**Exercise objective**
Substitute "put a pin on" for "place a marker on" throughout the entries below, and reproduce them with nothing else altered.

[Excerpts of location labeling data]
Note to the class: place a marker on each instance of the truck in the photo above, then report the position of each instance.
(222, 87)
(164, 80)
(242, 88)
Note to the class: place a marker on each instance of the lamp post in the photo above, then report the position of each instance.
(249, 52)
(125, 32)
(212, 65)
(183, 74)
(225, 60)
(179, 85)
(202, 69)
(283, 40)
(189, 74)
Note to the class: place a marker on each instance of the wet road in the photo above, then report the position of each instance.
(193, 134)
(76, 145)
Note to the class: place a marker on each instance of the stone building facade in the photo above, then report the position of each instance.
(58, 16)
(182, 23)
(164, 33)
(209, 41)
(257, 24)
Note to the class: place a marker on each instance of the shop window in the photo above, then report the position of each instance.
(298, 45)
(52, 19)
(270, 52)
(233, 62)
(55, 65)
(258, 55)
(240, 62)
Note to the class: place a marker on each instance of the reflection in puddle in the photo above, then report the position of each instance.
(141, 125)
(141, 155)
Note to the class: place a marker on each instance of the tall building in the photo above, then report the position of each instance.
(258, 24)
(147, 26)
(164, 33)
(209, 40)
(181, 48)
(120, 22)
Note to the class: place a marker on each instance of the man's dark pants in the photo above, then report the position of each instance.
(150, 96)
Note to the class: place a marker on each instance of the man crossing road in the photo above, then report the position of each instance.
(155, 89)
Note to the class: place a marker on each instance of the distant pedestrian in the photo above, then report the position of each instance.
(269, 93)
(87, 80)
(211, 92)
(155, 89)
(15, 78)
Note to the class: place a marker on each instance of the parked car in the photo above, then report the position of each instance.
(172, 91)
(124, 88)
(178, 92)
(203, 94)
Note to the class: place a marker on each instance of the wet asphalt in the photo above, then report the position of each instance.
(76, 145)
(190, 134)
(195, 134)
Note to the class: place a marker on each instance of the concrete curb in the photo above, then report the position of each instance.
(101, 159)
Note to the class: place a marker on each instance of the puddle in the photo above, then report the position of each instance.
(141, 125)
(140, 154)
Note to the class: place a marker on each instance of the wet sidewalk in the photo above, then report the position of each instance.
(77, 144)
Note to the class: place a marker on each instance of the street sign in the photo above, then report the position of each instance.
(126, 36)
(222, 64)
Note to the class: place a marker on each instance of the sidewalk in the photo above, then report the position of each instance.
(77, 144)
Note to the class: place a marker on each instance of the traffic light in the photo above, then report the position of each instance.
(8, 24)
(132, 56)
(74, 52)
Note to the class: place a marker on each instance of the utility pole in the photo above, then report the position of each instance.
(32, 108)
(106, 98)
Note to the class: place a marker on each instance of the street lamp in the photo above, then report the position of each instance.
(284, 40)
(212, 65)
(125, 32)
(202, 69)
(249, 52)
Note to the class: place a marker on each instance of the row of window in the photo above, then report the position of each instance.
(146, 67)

**Solution for this exercise**
Note to the class: put a pin on each instance of the truck in the photo above, then report the position of each instance.
(222, 87)
(164, 80)
(242, 88)
Note to the class: put a pin on each instance of the lamp post in the photo above, then report the position of each instance.
(249, 52)
(125, 32)
(212, 65)
(183, 74)
(225, 60)
(179, 85)
(202, 69)
(283, 40)
(189, 74)
Note to the class: put a pin on each instance of the wet road in the photo above, then report the position of each instance.
(193, 134)
(76, 145)
Note to the class: put a pin on each instance of the stone building facade in the photo above, then report the position of each instance.
(58, 16)
(182, 23)
(164, 33)
(209, 41)
(257, 24)
Note to the class: put a pin on each instance of the shop window in the photo above, then report the position of each instance.
(298, 45)
(52, 19)
(270, 52)
(233, 62)
(55, 65)
(258, 55)
(240, 62)
Note to the class: put a pin on each instance of the reflection in puddle in the photo above, then report the position of each instance.
(141, 125)
(141, 155)
Note to the class: put a pin on each instance of the tall building in the photo above, then report the position of each instance.
(258, 24)
(147, 26)
(164, 33)
(209, 40)
(181, 48)
(120, 22)
Note to the class: put a pin on each instance of the man's dark pants in the photo above, then report the position of each instance.
(150, 96)
Note to the class: put a pin on each instance of the man crossing road in the photo above, then report the position of each instance.
(155, 89)
Note to the class: put a pin on each instance of the distant pedestrian in the photo above, then report the position of each instance.
(269, 93)
(87, 80)
(211, 92)
(155, 89)
(15, 78)
Note to the class: put a pin on each instance of the parked car in the photo above, then report the position of each instance.
(172, 91)
(124, 88)
(178, 92)
(203, 94)
Note to the class: put a pin on each instance of the wet asphalt in the photo above, then report the position of each instance.
(76, 145)
(190, 134)
(195, 134)
Note to the class: put a pin on each instance of the concrete curb in the photo above, then report the position of each instance.
(101, 159)
Note to the class: put a pin on each instance of the puddle in the photo above, then report the position of each instance.
(141, 125)
(140, 154)
Note to the class: put a pin on each instance of the wet sidewalk in the photo above, then report the position of each instance.
(77, 144)
Note to the class: put a pin on each instance of the street sign in the photo above, then report the position of each instance.
(126, 36)
(222, 64)
Note to the class: put a pin on each instance of the sidewalk in the photo above, then report the position of each instance.
(77, 144)
Note to the class: put a pin on each instance of the traffic light in the photo above, then report the position of each instance.
(8, 24)
(132, 56)
(74, 52)
Note to the class: put a pin on each instance of the utility pole in the photo above, then report the position of each instance.
(32, 108)
(106, 98)
Note to the class: put a pin on each instance of the street lamp in the photo above, then report the position of each instance.
(284, 40)
(212, 65)
(125, 32)
(202, 69)
(249, 52)
Note to the class: put a pin on each instance of the row of window in the photo above, then report the position of each instance.
(146, 67)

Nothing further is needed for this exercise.